(TASK PROMPT):
The lines to copy are those in the records below that hold the word "shorts".

(EXERCISE INPUT):
>>

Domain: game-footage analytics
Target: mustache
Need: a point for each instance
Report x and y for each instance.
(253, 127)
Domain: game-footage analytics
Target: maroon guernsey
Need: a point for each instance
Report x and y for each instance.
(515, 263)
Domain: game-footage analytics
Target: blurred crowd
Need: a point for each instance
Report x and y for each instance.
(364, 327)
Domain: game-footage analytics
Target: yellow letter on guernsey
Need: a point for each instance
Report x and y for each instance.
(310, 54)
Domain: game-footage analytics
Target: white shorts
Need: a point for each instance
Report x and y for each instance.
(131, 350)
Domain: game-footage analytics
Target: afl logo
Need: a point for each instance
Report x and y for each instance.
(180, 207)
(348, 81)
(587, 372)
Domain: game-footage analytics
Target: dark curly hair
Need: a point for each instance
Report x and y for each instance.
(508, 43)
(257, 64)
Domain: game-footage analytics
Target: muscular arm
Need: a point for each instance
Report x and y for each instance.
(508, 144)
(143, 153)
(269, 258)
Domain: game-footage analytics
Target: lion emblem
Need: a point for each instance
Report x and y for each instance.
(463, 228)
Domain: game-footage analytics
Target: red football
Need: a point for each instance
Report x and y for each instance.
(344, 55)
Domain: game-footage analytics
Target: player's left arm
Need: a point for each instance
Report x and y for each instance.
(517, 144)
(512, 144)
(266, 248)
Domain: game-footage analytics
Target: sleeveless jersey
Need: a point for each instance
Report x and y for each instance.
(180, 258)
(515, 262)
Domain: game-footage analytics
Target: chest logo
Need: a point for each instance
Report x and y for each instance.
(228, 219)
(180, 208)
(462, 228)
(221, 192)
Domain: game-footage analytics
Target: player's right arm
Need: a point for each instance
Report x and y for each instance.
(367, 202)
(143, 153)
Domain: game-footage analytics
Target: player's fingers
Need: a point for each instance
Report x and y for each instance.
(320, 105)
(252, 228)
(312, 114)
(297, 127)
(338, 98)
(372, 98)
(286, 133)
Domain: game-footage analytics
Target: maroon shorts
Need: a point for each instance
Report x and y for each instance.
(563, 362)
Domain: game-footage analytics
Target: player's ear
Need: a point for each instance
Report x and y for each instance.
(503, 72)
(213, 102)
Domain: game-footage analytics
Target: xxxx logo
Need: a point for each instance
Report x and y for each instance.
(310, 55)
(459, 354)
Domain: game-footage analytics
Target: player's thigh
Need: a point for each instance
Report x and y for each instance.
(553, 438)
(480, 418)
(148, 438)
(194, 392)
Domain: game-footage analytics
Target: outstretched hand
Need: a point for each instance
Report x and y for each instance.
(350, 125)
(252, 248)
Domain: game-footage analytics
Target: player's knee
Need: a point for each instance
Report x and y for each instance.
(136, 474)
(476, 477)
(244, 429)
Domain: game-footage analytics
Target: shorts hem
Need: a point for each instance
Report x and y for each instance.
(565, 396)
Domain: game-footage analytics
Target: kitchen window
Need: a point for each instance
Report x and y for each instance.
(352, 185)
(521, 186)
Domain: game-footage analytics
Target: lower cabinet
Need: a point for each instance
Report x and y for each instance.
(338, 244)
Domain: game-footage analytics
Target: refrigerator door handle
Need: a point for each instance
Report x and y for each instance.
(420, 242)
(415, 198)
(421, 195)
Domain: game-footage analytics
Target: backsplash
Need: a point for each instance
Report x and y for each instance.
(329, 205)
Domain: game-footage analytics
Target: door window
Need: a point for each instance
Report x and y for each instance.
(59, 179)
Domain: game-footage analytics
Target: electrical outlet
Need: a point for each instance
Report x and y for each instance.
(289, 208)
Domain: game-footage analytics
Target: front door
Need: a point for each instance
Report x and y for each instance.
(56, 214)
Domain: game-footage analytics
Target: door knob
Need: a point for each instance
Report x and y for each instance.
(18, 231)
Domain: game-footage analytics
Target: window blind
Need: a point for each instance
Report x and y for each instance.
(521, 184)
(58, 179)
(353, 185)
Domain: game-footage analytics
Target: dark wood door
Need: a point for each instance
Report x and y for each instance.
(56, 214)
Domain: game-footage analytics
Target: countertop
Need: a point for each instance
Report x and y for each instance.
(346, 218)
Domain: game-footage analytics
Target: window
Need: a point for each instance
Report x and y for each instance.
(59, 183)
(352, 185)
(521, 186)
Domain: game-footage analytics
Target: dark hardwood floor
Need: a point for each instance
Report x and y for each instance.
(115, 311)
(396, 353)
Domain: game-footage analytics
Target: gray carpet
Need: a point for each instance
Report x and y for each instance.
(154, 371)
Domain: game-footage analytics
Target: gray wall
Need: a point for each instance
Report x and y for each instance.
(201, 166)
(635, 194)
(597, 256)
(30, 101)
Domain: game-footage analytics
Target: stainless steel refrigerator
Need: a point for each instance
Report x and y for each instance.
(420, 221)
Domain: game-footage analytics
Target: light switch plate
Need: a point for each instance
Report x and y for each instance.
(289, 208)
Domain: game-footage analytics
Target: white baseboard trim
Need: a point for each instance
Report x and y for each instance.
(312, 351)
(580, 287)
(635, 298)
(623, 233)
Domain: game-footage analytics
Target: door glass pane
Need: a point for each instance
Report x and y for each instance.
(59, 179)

<<

(WRITTEN SOLUTION):
Target: white shorts
Target: maroon shorts
Target: shorts hem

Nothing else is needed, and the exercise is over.